Annotated coordinate records
.....

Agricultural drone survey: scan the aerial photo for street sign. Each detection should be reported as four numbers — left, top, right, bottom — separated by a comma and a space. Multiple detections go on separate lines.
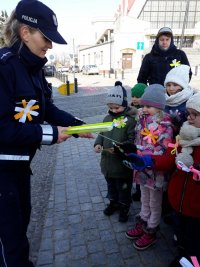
49, 54, 55, 61
137, 42, 144, 50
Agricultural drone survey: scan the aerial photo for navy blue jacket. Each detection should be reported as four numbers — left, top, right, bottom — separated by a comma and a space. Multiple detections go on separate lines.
0, 44, 82, 170
137, 39, 192, 85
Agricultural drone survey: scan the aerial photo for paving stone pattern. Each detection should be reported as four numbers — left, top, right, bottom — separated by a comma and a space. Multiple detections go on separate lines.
28, 84, 178, 267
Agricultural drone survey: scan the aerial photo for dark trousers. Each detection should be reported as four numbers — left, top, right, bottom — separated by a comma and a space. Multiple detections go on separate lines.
105, 177, 133, 206
0, 169, 33, 267
173, 212, 200, 263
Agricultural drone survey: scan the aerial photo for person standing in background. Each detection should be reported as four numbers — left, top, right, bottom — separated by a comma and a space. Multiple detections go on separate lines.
0, 0, 92, 267
137, 27, 192, 85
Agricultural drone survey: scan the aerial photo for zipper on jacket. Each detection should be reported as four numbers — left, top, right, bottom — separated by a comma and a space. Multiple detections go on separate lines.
0, 238, 8, 267
179, 173, 189, 212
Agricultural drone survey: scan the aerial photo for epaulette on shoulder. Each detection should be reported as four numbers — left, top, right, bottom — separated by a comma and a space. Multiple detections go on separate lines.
0, 47, 14, 64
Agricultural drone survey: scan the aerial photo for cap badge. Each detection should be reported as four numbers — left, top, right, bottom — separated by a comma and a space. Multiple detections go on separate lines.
52, 14, 58, 27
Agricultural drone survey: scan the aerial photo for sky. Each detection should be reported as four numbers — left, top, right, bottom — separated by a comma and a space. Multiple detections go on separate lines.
0, 0, 120, 53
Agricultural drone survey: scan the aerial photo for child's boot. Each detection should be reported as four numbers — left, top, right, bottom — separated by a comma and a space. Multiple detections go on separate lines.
119, 204, 129, 222
125, 216, 146, 240
133, 227, 158, 250
103, 200, 119, 216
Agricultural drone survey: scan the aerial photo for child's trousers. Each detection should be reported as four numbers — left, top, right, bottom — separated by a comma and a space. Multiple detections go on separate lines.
139, 185, 163, 228
105, 177, 133, 206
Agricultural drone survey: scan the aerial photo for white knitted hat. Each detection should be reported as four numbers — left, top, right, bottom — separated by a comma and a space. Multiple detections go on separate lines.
186, 92, 200, 112
164, 65, 190, 89
106, 85, 128, 107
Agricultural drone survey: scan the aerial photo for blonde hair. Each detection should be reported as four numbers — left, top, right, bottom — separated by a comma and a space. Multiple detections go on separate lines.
3, 10, 37, 51
3, 10, 22, 47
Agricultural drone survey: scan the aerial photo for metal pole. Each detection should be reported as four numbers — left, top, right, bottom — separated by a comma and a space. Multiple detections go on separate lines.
74, 78, 78, 93
66, 81, 70, 95
73, 38, 76, 79
179, 0, 190, 49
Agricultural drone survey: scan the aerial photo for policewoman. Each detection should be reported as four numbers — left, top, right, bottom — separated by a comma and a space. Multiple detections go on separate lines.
0, 0, 92, 267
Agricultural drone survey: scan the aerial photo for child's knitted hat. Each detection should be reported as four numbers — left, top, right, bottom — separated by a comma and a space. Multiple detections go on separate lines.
164, 65, 190, 89
131, 83, 147, 98
140, 83, 166, 110
186, 93, 200, 112
106, 85, 128, 107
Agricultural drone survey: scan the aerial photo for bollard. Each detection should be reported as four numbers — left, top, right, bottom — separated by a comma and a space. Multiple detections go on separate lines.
115, 70, 117, 79
66, 81, 70, 95
122, 70, 124, 80
194, 66, 198, 76
74, 78, 78, 93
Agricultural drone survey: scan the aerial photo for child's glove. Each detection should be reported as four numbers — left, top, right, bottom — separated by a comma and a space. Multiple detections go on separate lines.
123, 153, 154, 171
113, 141, 137, 154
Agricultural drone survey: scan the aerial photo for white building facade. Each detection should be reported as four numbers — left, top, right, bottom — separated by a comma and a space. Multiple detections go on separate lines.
78, 0, 200, 72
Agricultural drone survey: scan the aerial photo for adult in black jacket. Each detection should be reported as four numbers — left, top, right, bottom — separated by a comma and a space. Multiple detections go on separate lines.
137, 27, 192, 85
0, 0, 91, 267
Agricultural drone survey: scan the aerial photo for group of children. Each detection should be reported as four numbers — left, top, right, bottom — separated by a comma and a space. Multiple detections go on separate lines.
94, 65, 200, 267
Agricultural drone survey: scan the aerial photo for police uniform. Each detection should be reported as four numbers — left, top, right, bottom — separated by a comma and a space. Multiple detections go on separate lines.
0, 43, 83, 267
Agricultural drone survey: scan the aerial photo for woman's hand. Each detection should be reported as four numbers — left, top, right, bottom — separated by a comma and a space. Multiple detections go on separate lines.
78, 133, 94, 138
94, 144, 102, 153
57, 126, 72, 144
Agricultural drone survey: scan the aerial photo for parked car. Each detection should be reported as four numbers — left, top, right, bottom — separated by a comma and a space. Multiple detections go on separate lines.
43, 65, 56, 77
82, 65, 99, 75
57, 66, 69, 73
70, 65, 80, 73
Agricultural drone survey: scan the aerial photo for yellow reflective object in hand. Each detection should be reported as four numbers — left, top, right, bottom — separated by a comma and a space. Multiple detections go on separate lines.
63, 122, 113, 134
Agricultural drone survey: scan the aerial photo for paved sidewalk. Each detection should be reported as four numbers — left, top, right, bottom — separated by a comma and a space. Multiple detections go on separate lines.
26, 76, 186, 267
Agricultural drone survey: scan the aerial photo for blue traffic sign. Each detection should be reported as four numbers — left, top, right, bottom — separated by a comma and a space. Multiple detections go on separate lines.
137, 42, 144, 50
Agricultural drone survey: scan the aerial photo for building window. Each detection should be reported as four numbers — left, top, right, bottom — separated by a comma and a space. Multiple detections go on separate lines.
100, 51, 103, 65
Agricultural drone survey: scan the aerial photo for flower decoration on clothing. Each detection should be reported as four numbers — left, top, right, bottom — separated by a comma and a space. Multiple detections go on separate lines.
170, 59, 181, 68
168, 135, 180, 155
14, 99, 39, 123
141, 126, 159, 144
177, 161, 200, 181
113, 116, 128, 128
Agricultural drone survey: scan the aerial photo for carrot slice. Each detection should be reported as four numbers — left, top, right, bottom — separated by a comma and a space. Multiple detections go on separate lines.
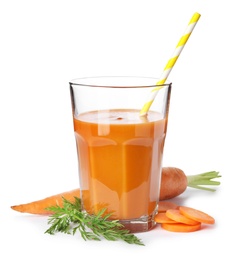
154, 212, 177, 224
166, 209, 200, 225
179, 206, 215, 224
158, 201, 179, 212
161, 222, 201, 232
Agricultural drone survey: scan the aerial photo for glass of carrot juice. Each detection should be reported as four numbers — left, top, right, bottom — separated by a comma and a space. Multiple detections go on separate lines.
70, 77, 171, 233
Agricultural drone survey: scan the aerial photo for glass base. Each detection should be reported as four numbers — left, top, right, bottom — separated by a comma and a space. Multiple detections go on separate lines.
119, 214, 156, 233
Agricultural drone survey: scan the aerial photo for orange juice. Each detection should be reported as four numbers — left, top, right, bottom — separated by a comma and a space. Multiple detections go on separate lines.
74, 109, 167, 220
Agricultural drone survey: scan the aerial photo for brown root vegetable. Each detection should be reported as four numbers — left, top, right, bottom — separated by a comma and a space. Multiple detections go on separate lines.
159, 167, 221, 200
160, 167, 188, 200
11, 167, 221, 215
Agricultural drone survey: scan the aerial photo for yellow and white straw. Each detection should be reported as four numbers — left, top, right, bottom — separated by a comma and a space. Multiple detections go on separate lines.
140, 13, 201, 116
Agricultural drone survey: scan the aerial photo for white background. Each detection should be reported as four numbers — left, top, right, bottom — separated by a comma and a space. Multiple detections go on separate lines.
0, 0, 240, 260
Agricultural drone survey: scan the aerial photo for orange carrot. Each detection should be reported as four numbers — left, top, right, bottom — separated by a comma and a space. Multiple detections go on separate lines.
11, 189, 80, 215
179, 206, 215, 224
161, 223, 201, 232
154, 212, 177, 224
166, 209, 200, 225
11, 167, 221, 214
158, 200, 179, 212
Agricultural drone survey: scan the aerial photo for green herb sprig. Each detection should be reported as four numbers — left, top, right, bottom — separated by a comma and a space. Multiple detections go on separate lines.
45, 197, 144, 245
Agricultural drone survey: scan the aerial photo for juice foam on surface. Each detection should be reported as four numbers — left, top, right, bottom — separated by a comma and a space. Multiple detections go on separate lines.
74, 110, 166, 219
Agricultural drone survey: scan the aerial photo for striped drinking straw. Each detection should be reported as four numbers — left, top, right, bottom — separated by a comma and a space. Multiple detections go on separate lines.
140, 13, 201, 116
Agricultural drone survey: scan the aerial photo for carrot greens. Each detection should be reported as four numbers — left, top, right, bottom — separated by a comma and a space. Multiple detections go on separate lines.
45, 197, 144, 245
187, 171, 221, 191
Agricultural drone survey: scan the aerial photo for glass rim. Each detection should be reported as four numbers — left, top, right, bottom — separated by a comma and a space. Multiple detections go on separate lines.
69, 76, 172, 88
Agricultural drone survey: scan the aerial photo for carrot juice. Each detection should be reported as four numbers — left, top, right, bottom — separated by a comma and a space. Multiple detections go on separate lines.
74, 109, 167, 220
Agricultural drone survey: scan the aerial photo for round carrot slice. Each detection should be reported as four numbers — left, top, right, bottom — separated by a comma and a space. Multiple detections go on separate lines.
179, 206, 215, 224
166, 209, 200, 225
158, 201, 179, 212
154, 212, 177, 224
161, 222, 201, 232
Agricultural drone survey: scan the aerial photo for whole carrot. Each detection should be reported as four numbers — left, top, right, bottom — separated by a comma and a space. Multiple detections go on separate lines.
11, 167, 221, 215
11, 189, 80, 215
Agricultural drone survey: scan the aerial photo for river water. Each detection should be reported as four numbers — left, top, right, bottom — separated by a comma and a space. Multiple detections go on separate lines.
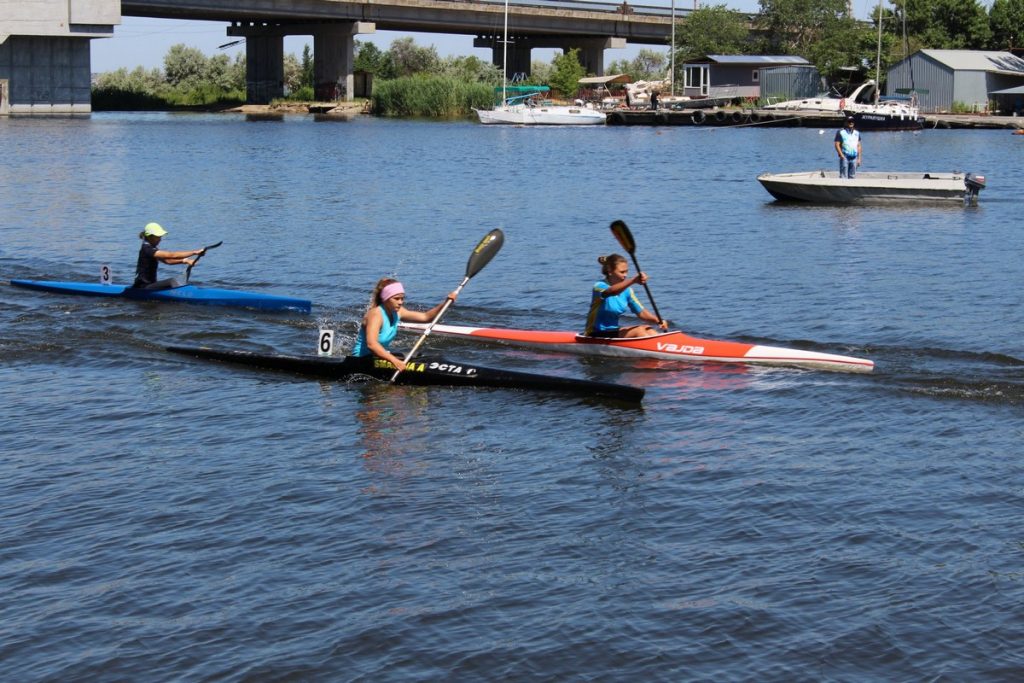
0, 114, 1024, 681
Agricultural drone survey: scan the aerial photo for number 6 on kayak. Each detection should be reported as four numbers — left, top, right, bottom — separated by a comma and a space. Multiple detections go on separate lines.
391, 227, 505, 382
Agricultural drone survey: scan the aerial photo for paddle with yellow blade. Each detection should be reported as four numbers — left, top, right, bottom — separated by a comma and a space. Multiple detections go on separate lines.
391, 227, 505, 382
611, 220, 665, 325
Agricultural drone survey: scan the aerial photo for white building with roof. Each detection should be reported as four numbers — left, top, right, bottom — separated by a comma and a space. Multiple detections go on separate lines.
886, 50, 1024, 113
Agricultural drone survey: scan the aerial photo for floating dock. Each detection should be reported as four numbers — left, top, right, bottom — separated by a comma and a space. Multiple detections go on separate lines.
607, 109, 1024, 130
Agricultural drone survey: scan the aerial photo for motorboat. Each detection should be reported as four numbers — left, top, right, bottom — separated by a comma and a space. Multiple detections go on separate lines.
758, 170, 985, 206
764, 80, 925, 131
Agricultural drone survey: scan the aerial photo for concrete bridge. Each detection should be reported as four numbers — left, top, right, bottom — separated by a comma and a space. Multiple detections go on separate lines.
0, 0, 689, 114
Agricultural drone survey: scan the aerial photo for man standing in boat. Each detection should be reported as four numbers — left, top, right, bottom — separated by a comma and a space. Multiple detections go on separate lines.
835, 116, 861, 178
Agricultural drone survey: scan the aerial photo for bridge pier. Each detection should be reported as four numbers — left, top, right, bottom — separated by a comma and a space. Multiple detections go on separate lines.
0, 0, 121, 116
227, 22, 377, 104
246, 36, 285, 104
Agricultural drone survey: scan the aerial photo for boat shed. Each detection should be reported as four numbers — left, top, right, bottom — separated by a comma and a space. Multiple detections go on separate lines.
886, 50, 1024, 113
682, 54, 809, 98
761, 65, 824, 101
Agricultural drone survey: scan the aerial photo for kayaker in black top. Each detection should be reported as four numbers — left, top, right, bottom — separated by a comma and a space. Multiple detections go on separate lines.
132, 223, 205, 290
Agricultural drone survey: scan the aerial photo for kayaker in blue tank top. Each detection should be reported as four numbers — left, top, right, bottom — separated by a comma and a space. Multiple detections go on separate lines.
352, 278, 459, 370
132, 223, 205, 290
584, 254, 669, 337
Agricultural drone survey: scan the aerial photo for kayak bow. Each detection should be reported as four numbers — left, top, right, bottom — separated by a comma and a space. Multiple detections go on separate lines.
10, 280, 312, 313
167, 348, 644, 402
399, 323, 874, 373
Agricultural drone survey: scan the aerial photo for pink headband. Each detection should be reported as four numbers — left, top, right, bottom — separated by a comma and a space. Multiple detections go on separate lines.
381, 283, 406, 303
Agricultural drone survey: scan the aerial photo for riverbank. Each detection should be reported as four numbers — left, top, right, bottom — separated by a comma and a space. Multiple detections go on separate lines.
221, 100, 370, 119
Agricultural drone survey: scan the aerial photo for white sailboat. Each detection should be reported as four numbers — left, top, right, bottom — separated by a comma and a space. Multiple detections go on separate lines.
764, 0, 925, 130
473, 0, 605, 126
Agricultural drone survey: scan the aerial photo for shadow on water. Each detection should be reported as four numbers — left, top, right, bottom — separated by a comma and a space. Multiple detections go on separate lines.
871, 347, 1024, 405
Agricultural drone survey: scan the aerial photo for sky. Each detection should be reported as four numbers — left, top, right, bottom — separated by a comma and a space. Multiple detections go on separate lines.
92, 0, 877, 73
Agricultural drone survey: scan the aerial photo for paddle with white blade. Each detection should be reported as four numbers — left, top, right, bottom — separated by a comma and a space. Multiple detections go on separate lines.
611, 220, 665, 325
174, 240, 224, 287
391, 227, 505, 382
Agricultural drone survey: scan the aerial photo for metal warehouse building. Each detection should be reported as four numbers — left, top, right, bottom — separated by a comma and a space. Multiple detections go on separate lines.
886, 50, 1024, 113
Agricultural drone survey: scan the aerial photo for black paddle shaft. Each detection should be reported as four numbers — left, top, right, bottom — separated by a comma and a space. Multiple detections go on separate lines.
185, 240, 224, 285
611, 220, 665, 325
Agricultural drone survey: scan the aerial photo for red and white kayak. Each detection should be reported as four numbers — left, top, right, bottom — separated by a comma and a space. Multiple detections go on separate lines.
399, 323, 874, 373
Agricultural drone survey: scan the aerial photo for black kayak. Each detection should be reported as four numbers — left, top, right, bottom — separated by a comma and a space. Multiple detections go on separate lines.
167, 346, 644, 402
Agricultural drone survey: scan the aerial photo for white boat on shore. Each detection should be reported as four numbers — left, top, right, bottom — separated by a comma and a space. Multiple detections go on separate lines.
473, 0, 606, 126
764, 81, 925, 130
474, 95, 605, 126
758, 170, 985, 206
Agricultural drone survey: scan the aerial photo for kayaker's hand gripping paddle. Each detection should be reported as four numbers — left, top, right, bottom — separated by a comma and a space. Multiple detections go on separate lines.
611, 220, 665, 325
175, 240, 224, 287
391, 227, 505, 382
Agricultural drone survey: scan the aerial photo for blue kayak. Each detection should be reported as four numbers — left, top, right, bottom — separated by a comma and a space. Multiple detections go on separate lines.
10, 280, 312, 313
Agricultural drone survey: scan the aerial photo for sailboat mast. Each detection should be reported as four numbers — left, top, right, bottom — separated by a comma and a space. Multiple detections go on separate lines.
502, 0, 509, 104
876, 0, 882, 104
669, 0, 676, 96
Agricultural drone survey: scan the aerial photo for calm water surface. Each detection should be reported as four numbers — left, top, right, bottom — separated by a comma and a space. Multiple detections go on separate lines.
0, 114, 1024, 681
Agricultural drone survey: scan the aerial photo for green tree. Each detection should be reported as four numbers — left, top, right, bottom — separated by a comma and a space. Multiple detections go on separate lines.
96, 67, 165, 94
388, 36, 440, 77
548, 48, 587, 99
164, 43, 209, 87
901, 0, 992, 49
436, 56, 502, 85
299, 43, 313, 87
988, 0, 1024, 50
607, 48, 679, 81
353, 41, 396, 80
525, 59, 555, 85
676, 5, 754, 66
800, 16, 876, 82
284, 52, 302, 92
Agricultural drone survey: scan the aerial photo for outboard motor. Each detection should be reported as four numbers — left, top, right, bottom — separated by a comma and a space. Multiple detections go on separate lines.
964, 173, 985, 206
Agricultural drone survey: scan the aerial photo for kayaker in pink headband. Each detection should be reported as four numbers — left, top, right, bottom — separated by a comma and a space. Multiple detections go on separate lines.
352, 278, 459, 370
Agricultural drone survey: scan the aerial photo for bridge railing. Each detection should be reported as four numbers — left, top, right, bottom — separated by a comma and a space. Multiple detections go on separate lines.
447, 0, 693, 17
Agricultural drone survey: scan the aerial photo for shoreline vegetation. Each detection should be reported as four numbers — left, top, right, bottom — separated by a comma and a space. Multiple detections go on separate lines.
92, 0, 1024, 120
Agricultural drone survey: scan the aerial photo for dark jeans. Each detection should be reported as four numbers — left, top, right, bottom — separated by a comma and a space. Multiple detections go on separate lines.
839, 157, 857, 178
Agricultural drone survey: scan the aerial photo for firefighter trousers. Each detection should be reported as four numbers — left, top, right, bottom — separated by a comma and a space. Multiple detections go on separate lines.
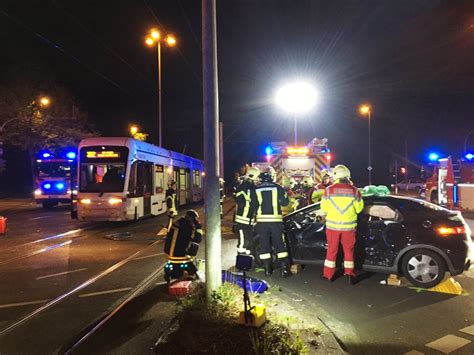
255, 222, 288, 261
235, 222, 253, 254
323, 229, 356, 279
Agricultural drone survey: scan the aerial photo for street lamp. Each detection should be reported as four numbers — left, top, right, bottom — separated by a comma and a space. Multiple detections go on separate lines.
145, 28, 177, 147
275, 82, 319, 145
359, 104, 372, 185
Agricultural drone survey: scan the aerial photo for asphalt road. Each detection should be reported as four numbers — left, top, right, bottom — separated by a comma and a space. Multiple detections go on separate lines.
0, 204, 174, 354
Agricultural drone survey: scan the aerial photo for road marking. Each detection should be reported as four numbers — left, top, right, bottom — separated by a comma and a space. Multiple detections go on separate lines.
36, 268, 87, 280
425, 334, 471, 354
0, 300, 49, 309
79, 287, 132, 298
459, 324, 474, 335
30, 216, 52, 221
133, 253, 164, 260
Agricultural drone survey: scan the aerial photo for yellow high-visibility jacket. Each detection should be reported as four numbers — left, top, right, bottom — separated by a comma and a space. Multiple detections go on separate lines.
321, 183, 364, 231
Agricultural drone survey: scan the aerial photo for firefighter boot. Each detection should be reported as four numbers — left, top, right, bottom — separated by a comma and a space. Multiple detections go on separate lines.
263, 259, 273, 276
280, 259, 291, 278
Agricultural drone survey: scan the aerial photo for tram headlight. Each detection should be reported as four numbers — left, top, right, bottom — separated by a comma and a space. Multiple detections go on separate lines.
109, 197, 122, 205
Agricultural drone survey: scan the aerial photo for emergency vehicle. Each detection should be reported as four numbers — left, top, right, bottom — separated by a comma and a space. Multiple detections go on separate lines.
425, 153, 474, 210
252, 138, 332, 187
34, 149, 77, 209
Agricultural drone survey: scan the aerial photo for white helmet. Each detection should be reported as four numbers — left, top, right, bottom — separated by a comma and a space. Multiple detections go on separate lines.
332, 165, 351, 181
245, 167, 260, 182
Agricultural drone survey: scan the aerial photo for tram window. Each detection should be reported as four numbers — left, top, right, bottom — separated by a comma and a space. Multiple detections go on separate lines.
179, 169, 186, 190
80, 163, 125, 192
193, 170, 202, 188
155, 165, 165, 193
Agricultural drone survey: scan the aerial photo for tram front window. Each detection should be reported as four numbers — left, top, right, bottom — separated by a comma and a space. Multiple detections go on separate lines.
80, 163, 125, 192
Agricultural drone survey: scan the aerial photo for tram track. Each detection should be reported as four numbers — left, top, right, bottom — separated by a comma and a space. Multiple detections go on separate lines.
0, 240, 162, 337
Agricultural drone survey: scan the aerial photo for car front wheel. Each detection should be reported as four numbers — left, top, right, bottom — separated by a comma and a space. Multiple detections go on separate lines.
402, 249, 446, 288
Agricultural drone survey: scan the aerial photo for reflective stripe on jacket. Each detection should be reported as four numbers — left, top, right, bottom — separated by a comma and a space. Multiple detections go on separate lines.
321, 183, 364, 231
251, 182, 289, 223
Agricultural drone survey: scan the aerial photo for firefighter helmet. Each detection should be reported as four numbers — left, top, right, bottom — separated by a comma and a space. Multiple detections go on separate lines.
303, 176, 314, 186
245, 167, 260, 182
332, 165, 351, 181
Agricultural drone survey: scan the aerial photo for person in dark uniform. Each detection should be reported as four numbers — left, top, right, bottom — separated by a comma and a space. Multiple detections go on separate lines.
251, 171, 291, 277
164, 210, 203, 282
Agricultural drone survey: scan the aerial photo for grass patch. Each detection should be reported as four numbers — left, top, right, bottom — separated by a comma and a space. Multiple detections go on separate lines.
155, 283, 306, 355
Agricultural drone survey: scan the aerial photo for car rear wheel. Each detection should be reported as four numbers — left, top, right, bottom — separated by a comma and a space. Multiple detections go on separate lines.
402, 249, 446, 288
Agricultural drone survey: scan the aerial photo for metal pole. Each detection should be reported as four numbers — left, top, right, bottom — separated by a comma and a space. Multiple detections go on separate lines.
367, 110, 372, 185
201, 0, 222, 301
293, 114, 298, 146
156, 41, 162, 147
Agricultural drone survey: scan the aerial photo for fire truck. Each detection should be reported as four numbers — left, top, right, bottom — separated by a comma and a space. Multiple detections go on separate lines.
426, 153, 474, 210
252, 138, 332, 187
34, 150, 77, 209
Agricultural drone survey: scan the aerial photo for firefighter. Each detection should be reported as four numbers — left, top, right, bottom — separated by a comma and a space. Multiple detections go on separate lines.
235, 168, 260, 254
321, 165, 364, 285
164, 210, 203, 282
310, 169, 332, 203
166, 180, 178, 230
251, 171, 291, 277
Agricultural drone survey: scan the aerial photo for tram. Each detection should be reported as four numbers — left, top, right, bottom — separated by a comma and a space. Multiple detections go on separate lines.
77, 137, 204, 221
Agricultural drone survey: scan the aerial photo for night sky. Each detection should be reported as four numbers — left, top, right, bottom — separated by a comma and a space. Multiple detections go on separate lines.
0, 0, 474, 184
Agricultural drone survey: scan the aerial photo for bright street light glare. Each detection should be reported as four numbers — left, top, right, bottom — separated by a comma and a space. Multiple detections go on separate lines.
275, 82, 319, 113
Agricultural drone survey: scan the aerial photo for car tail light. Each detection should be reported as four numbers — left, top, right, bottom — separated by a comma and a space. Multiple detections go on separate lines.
436, 227, 466, 237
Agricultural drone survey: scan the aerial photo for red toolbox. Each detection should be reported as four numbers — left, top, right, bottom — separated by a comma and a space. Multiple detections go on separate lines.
168, 281, 193, 297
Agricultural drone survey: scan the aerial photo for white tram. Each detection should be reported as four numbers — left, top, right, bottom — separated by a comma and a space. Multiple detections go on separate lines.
77, 137, 204, 221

.....

Exercise description: Recast the records above, from the line containing "Agricultural drone survey: scan the aerial photo for white tram." through the end of the records, as a two-column CSV with the columns "prompt" and "target". Give one row per record, with its text in "prompt" and its answer in "target". Each field should be in double quotes, with line breaks replaced by spaces.

Finished answer:
prompt,target
"Agricultural drone survey: scan the aerial photo for white tram. Each detection should be reported as four numbers — left, top, right, bottom — separated by a comma and a space. Multiple detections go on separate lines.","77, 137, 204, 221"